In the entries below, find the line containing "Q: Tag one point on each instance of the stucco". Copy it and all lines after it, exactly, through the end.

═══ Records for this task ═══

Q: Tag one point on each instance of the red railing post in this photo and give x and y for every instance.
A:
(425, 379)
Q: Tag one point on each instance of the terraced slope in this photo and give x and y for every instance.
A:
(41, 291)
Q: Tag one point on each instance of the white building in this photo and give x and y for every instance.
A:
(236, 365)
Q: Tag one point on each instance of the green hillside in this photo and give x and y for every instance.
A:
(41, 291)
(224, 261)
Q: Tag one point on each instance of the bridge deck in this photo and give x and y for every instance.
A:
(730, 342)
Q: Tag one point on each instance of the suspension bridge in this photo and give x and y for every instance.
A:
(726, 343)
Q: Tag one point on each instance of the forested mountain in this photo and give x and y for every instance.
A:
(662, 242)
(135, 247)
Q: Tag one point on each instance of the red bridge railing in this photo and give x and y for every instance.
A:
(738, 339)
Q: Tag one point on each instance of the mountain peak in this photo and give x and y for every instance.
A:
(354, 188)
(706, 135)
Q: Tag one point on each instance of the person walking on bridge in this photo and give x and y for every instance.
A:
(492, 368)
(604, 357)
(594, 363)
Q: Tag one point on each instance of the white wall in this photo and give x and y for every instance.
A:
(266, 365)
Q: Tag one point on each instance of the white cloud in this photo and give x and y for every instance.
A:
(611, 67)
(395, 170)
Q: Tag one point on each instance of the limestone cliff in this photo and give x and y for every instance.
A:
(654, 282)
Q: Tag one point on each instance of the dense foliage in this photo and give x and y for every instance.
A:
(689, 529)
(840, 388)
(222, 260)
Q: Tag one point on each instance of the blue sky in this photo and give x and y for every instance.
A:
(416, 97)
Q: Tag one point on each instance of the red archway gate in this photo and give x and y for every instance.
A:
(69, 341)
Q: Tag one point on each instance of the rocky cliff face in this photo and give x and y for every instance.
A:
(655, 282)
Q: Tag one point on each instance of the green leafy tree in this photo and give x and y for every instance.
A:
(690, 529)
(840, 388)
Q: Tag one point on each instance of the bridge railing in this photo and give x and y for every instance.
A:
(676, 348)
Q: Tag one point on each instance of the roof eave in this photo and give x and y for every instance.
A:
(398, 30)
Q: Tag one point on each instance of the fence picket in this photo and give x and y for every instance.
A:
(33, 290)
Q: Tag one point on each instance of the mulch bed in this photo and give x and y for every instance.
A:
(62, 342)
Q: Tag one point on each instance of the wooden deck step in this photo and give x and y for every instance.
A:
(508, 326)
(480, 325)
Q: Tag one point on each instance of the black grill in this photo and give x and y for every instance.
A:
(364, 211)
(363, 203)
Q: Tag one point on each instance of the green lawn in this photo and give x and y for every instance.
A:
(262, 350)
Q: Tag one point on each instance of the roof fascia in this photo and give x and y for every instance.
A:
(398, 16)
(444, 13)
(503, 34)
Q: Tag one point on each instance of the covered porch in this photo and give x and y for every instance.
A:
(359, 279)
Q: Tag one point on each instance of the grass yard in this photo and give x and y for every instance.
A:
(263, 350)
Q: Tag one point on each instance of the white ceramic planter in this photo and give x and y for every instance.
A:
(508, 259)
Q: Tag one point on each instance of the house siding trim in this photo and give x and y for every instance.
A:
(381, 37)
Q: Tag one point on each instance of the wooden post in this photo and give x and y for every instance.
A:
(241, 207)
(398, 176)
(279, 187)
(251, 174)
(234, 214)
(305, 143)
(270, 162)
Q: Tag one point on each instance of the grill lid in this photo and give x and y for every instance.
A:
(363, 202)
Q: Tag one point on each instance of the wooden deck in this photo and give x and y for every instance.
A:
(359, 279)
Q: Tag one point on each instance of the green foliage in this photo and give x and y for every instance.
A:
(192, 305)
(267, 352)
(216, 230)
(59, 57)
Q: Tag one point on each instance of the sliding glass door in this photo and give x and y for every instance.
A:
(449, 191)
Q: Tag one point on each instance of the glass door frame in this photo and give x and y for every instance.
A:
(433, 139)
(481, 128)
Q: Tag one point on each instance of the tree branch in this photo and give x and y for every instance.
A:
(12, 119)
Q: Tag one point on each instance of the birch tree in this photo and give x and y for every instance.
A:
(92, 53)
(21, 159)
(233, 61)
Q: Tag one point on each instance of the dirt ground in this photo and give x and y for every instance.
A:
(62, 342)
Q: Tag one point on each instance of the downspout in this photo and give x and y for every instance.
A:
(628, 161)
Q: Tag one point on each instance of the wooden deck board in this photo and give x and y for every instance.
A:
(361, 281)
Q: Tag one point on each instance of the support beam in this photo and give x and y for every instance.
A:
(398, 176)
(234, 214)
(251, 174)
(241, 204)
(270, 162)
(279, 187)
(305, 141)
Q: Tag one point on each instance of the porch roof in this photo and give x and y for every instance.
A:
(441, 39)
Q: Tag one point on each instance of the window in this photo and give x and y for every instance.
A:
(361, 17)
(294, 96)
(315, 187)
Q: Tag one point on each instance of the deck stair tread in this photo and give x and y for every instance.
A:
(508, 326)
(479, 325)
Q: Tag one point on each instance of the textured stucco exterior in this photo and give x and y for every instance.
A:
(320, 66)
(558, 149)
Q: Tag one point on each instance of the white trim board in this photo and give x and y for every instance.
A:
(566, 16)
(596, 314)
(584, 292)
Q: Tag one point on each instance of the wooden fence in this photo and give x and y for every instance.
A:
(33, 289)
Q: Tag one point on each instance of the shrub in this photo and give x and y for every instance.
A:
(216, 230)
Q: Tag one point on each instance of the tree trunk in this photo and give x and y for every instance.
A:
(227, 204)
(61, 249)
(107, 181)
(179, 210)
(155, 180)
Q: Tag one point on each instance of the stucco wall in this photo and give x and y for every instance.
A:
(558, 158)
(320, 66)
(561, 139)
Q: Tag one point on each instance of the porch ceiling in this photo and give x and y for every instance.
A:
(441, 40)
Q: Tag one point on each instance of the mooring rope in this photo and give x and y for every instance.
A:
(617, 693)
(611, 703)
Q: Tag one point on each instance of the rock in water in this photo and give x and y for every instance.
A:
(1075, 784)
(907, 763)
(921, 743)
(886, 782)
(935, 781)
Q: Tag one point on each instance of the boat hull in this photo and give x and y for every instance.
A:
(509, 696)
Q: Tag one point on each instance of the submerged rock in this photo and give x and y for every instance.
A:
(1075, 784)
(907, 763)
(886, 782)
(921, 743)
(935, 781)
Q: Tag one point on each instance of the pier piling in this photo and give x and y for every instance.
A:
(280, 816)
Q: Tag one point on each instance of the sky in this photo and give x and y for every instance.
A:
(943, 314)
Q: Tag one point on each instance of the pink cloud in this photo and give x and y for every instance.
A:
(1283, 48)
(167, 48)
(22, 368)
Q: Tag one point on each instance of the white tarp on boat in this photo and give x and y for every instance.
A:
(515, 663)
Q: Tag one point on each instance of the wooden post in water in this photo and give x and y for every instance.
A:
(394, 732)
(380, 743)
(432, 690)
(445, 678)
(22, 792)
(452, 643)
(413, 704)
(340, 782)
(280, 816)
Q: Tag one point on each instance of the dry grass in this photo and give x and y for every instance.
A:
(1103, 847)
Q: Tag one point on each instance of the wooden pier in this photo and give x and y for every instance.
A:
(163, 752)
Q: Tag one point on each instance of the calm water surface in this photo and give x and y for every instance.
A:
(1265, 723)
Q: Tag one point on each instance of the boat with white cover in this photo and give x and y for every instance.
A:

═══

### Reply:
Q: Tag one point on each instance of the stucco wall in this photo and give x and y for every instance.
A:
(558, 158)
(320, 66)
(561, 139)
Q: Tag one point on each instance of the porch ceiling in this photo and give x and y for every instance.
A:
(441, 40)
Q: Tag one point on each instance of the mooring rope in this photo and give x and y for every instance.
A:
(617, 693)
(611, 703)
Q: Tag one point on each instance of the rock in water in this photo and give x and y for every instance.
A:
(1075, 784)
(907, 763)
(921, 743)
(886, 782)
(935, 781)
Q: Tag one point on each instance of the boat hull in this photo and give x and y for every instance.
A:
(509, 696)
Q: Tag one point on each instance of the submerged rock in this photo and give x and y for every instance.
A:
(1075, 784)
(907, 763)
(886, 782)
(921, 743)
(935, 781)
Q: Tag one point on each instance of the pier piling in this photo and give x and y for every instance.
A:
(280, 816)
Q: Tag one point on each instance of the sky in this photo and give x and y for every instance.
A:
(943, 314)
Q: Tag one point on each instance of the pink cloud in this photo and give x and y for every instance.
A:
(1283, 48)
(167, 48)
(22, 368)
Q: Tag one point on each instance of the white tarp on boat in this photo and give x and y for every instance.
A:
(515, 663)
Q: Tag one point on each instance of the wooden post in water in this photo and give x and y for every instance.
A:
(394, 732)
(380, 743)
(432, 690)
(445, 678)
(22, 792)
(452, 643)
(413, 704)
(340, 782)
(280, 816)
Q: Tag one point on each instance of the dry grass in this photo and give x and y for every instance.
A:
(1103, 847)
Q: Tag one point on each instance of the wooden pier in this photo and give x and y for every instance.
A:
(163, 752)
Q: Tag one point on each instance of the calm water surface in this photo and give x and y for every instance.
A:
(1265, 723)
Q: Tag one point on each instance of the boat with white cover in this photo and give x and y for every instance.
A:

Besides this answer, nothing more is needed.